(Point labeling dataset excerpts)

────────────────────

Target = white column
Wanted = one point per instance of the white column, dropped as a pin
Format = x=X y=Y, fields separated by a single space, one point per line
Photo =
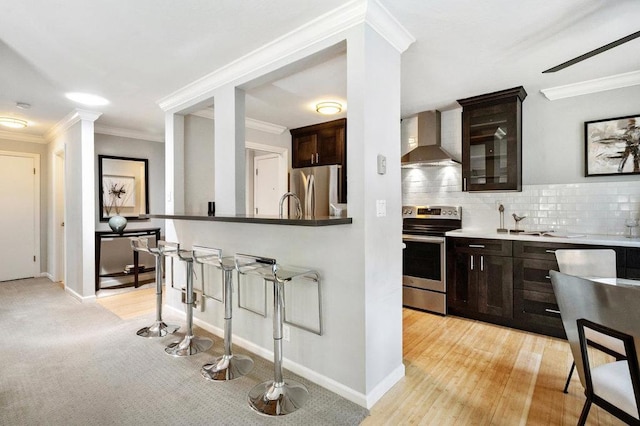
x=174 y=163
x=373 y=82
x=230 y=178
x=76 y=133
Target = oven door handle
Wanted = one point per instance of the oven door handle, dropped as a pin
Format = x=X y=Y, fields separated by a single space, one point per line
x=423 y=239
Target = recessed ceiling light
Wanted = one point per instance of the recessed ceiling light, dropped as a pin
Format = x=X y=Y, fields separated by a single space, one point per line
x=14 y=123
x=328 y=108
x=87 y=98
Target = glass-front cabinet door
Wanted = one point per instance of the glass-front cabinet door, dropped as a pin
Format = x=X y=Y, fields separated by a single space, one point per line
x=491 y=141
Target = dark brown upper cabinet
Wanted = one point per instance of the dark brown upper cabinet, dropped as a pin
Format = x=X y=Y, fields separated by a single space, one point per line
x=319 y=145
x=492 y=141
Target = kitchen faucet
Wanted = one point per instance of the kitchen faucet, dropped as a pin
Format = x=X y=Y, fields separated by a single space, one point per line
x=296 y=201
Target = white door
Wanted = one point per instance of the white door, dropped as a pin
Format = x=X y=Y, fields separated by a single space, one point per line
x=266 y=191
x=19 y=215
x=58 y=221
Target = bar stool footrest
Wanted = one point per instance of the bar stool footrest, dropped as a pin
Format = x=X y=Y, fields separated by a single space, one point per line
x=189 y=345
x=227 y=367
x=158 y=329
x=278 y=399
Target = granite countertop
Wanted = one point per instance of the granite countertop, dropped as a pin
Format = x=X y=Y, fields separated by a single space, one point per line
x=265 y=220
x=594 y=239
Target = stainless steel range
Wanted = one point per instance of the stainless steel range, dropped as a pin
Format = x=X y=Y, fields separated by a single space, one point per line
x=424 y=284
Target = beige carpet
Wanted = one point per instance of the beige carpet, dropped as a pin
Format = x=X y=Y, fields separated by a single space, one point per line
x=68 y=363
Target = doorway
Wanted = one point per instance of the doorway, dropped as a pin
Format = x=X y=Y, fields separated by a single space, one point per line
x=20 y=196
x=266 y=189
x=58 y=217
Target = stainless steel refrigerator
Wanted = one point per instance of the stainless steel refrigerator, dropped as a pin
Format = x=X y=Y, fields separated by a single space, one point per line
x=318 y=188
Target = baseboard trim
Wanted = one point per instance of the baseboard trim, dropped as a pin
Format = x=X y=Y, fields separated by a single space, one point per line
x=319 y=379
x=83 y=299
x=384 y=386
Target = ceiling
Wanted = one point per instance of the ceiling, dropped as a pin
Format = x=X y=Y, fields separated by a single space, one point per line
x=135 y=53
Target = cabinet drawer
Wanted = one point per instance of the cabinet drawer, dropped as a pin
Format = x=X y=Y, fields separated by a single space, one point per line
x=538 y=312
x=482 y=246
x=533 y=274
x=544 y=251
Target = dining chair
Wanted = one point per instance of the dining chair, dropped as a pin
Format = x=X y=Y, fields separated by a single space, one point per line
x=611 y=310
x=594 y=263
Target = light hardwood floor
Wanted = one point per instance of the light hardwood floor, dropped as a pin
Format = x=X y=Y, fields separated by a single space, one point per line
x=461 y=372
x=132 y=303
x=464 y=372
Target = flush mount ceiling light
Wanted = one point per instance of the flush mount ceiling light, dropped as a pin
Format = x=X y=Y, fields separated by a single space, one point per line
x=14 y=123
x=87 y=99
x=328 y=108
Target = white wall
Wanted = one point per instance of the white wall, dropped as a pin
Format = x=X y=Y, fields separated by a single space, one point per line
x=199 y=158
x=36 y=148
x=360 y=354
x=555 y=193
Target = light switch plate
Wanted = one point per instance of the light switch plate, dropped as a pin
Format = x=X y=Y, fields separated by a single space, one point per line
x=382 y=164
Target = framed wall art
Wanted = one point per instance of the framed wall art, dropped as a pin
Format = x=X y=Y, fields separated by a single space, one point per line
x=123 y=187
x=611 y=146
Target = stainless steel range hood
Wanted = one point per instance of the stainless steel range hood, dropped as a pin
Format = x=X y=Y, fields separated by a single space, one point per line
x=421 y=132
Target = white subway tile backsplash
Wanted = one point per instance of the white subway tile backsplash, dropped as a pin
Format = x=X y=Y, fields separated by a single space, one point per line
x=593 y=208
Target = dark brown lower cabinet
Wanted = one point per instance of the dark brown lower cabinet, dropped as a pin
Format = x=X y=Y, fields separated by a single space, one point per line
x=508 y=283
x=480 y=279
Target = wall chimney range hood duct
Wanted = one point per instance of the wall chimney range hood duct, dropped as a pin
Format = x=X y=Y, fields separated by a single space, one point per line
x=421 y=132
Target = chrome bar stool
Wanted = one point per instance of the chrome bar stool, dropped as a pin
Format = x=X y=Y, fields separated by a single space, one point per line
x=159 y=328
x=227 y=366
x=190 y=344
x=276 y=397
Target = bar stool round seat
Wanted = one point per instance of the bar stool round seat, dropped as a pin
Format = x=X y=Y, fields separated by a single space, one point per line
x=190 y=344
x=279 y=396
x=159 y=328
x=228 y=366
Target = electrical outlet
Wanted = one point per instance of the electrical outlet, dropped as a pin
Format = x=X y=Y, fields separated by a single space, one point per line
x=286 y=333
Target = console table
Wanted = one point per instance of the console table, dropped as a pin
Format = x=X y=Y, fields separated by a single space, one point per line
x=100 y=235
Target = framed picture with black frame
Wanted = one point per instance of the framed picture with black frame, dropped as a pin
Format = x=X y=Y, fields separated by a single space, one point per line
x=611 y=146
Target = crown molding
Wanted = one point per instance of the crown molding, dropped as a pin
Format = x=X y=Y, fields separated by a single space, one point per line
x=127 y=133
x=385 y=24
x=617 y=81
x=72 y=118
x=22 y=137
x=325 y=26
x=205 y=113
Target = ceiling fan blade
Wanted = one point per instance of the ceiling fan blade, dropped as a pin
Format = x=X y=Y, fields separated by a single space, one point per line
x=593 y=52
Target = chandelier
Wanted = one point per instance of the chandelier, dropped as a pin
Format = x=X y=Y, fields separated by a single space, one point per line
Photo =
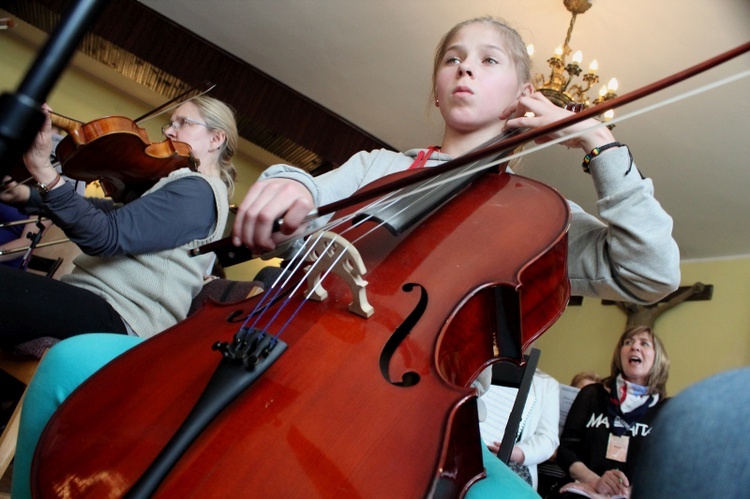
x=560 y=86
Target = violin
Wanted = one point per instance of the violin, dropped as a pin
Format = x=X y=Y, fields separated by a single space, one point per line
x=118 y=154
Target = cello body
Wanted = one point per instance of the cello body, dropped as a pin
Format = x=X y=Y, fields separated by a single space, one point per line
x=333 y=416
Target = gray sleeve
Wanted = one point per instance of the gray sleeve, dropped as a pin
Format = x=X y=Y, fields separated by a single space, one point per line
x=627 y=253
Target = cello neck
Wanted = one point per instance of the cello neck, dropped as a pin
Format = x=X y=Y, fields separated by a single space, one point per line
x=65 y=123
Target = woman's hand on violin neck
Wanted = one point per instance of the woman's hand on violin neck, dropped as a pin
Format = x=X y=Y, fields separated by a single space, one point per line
x=265 y=203
x=37 y=158
x=545 y=112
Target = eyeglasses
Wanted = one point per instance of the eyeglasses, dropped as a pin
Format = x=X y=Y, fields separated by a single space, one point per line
x=179 y=123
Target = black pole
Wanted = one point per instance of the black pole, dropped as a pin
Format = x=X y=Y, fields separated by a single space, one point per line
x=20 y=113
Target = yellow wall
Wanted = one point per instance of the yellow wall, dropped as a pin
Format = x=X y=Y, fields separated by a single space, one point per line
x=701 y=337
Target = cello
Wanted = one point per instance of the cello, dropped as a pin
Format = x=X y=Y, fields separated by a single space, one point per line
x=353 y=401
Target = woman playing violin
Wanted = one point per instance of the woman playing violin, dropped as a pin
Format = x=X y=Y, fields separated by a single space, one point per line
x=135 y=276
x=481 y=87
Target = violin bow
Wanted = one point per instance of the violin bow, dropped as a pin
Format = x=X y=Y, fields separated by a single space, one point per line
x=203 y=88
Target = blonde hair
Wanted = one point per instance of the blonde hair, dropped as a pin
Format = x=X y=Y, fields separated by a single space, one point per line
x=219 y=116
x=657 y=378
x=514 y=44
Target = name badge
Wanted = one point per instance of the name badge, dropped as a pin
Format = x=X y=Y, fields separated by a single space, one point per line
x=617 y=448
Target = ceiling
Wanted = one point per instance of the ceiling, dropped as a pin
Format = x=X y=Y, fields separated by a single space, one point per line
x=367 y=64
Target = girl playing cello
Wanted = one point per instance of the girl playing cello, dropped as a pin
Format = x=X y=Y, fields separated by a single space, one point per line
x=481 y=80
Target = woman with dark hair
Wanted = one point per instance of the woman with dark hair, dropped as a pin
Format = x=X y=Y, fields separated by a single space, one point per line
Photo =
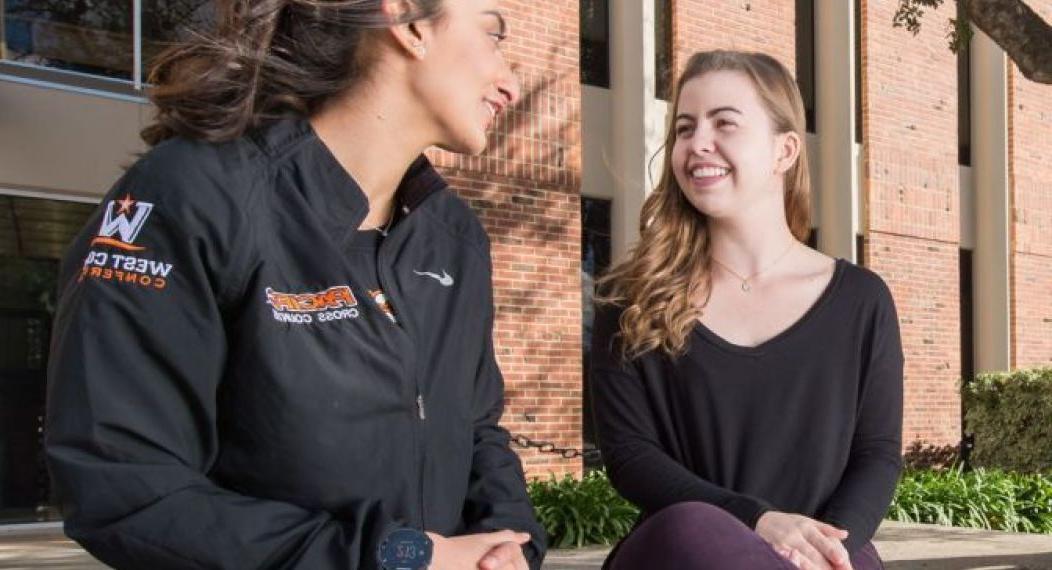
x=274 y=343
x=747 y=389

────────────────────

Exercise instructions:
Locate the line containing "Target = eyeglasses" in the records above, then output it and every line after it through the last, excluding pictures.

Written solution:
Target = eyeglasses
Wanted = one point per instance of the eyeglasses, dropped as a pin
Format = x=X y=Y, fields separated by a single space, one point per line
x=179 y=123
Target = black pole
Wanted = one point per instance of the black pole, dropped as a pin
Format = x=X y=Y, fields separated by a single space, one point per line
x=20 y=113
Target = yellow wall
Wanted = one point per instance of the yellow wall, dropped as a pin
Format = x=X y=Y, fields separated by a single space, one point per line
x=701 y=337
Target = cello
Wanted = one point per instance of the cello, dropped as a pin
Format = x=X y=Y, fields separated by a single space, one point per line
x=353 y=401
Target = woman playing violin
Wanted = one point per instance of the woman playing violin, dropped as a pin
Format = x=X y=Y, fields separated by a single space, one point per line
x=135 y=276
x=481 y=87
Target = violin bow
Wanted = one point per instance of the violin bow, dropped as a pin
Format = x=X y=Y, fields separated by a single space, one point per line
x=203 y=88
Target = blonde hair
Wanted = one point per instance of the blonde hair, dropped as a pin
Format = x=X y=Y, fields separated by a single space, one point per line
x=219 y=116
x=657 y=378
x=514 y=44
Target = name badge
Wanted = one point per instance of the name badge, dropped as a pin
Format = x=X y=Y, fields separated by a single space, one point per line
x=617 y=448
Target = ceiling
Wanted = one point per instance of the ceiling, dropped as a pin
Format = x=X y=Y, fields separated by a single space, one point per line
x=367 y=64
Target = girl playing cello
Wanted = one point per instance of the girl playing cello, dropped as a pin
Format = x=X y=Y, fields separated by a single space, one point per line
x=481 y=80
Target = woman with dark hair
Wanted = one point per instance of the woman with dark hair, dropped as a pin
Format = x=X y=Y, fields separated by a single space, one point per line
Photo =
x=274 y=343
x=747 y=389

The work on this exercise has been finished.